◆ Task item:
Repeat the entries that follow from start to finish, keeping every character.

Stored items
════════════════

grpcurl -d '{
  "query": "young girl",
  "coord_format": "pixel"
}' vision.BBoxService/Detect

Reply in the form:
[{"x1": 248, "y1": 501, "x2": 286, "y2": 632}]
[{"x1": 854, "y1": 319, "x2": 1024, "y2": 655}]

════════════════

◆ Expected output:
grpcurl -d '{
  "query": "young girl",
  "coord_format": "pixel"
}' vision.BBoxService/Detect

Reply in the form:
[{"x1": 248, "y1": 501, "x2": 286, "y2": 632}]
[{"x1": 854, "y1": 319, "x2": 1024, "y2": 655}]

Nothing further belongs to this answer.